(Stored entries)
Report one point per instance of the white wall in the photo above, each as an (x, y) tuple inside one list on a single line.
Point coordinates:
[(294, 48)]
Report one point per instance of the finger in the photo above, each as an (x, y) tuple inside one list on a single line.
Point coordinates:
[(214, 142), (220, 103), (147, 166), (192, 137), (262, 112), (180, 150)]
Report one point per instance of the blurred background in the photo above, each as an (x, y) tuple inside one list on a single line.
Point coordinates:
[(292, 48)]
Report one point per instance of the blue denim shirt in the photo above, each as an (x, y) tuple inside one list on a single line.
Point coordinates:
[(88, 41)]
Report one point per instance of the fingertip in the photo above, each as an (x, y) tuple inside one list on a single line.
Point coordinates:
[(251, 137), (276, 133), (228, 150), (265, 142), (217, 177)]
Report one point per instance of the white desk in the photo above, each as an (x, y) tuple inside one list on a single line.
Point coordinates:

What the task requires:
Set down each entry from above once more, exactly as written.

Written answer:
Report one point per instance of the white wall in the photo above, each as an (x, y) tuple inside one list on a single line.
Point coordinates:
[(294, 48)]
Report one point per instance of the finger in the photo above, each as an (x, y) tuple inside one list on a single line.
Point coordinates:
[(214, 142), (220, 103), (147, 166), (192, 137), (262, 112), (180, 150)]
Report one point per instance of the blurred background in the photo above, each as an (x, y) tuple inside one list on a single line.
Point coordinates:
[(292, 48)]
Report one point per instance of the blue denim shirt in the photo above, each as an (x, y) tuple inside one list on a single line.
Point coordinates:
[(88, 41)]
Report one point per instance of the fingertip in the photo above, each as an (x, y) tuple inside one list on a single line.
Point coordinates:
[(251, 137), (276, 133), (228, 150), (265, 142), (217, 177)]
Report one point per instance of the white desk in the photo above, each as an (x, y) tuple inside one list on a single line.
Point coordinates:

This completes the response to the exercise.